#### [Task]
Find each line in the material below that contains the word "noun" and copy those lines. Case counts.

#### [Stored records]
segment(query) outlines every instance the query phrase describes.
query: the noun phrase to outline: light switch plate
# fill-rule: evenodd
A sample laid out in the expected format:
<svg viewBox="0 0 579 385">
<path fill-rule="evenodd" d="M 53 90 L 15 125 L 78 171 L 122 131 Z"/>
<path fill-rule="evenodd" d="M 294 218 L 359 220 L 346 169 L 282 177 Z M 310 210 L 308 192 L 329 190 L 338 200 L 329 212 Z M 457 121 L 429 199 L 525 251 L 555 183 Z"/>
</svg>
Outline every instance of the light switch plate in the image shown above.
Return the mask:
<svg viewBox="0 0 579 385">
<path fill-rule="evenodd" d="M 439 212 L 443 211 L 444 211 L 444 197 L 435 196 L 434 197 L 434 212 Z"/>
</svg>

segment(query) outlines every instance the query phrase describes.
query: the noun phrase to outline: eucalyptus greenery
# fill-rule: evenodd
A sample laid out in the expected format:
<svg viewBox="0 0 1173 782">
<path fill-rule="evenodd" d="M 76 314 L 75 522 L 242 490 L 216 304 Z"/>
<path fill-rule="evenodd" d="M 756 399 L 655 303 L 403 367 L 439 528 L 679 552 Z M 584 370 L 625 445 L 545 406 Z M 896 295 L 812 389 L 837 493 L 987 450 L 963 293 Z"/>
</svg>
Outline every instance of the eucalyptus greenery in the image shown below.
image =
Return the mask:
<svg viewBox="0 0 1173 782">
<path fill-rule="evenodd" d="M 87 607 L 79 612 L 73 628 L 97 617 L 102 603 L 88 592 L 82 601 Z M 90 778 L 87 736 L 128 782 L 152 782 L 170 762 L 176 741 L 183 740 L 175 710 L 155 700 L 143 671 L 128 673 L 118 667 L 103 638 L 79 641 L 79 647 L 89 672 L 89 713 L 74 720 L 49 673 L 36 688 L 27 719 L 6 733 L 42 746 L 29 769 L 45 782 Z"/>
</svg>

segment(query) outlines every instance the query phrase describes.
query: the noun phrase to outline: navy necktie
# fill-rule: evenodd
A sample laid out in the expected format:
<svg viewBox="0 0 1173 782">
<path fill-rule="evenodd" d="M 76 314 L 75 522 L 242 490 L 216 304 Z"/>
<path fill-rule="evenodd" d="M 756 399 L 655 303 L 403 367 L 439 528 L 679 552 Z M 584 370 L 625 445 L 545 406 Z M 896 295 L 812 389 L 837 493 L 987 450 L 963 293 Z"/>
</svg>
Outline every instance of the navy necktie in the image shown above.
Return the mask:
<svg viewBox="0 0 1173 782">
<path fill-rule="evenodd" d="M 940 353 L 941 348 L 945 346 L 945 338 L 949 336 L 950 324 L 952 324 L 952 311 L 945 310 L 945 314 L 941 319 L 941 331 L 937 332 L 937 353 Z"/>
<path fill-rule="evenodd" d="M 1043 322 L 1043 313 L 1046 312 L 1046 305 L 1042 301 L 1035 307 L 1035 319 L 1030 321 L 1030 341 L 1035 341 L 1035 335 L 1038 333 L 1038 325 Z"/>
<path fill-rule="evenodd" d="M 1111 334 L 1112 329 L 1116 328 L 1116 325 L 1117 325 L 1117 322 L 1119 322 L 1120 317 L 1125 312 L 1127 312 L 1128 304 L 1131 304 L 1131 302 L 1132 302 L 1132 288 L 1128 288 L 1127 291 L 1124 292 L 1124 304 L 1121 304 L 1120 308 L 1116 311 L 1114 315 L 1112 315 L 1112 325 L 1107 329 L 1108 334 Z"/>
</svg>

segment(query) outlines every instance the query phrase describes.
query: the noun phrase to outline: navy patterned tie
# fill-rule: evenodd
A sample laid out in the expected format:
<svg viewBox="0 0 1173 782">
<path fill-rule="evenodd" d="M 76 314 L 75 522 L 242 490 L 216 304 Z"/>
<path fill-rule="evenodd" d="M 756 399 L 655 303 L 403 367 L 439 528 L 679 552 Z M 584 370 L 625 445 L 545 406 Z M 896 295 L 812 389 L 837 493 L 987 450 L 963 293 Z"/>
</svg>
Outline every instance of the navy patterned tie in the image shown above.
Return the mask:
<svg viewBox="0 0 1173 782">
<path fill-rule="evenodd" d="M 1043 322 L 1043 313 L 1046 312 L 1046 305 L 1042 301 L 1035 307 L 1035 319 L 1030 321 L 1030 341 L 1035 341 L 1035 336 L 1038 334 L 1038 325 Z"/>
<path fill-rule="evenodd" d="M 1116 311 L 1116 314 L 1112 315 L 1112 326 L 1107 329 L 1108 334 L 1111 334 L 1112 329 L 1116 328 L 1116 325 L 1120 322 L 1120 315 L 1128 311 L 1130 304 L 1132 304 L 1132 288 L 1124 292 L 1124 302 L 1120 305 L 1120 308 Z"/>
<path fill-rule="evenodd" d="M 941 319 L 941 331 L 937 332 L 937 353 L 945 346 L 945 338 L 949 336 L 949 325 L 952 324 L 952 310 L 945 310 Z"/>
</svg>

#### [Completed task]
query: the noun phrase to outline: light switch plate
query: the noun phrase to outline: eucalyptus greenery
query: the noun phrase to outline: navy necktie
query: the noun phrase to outline: navy patterned tie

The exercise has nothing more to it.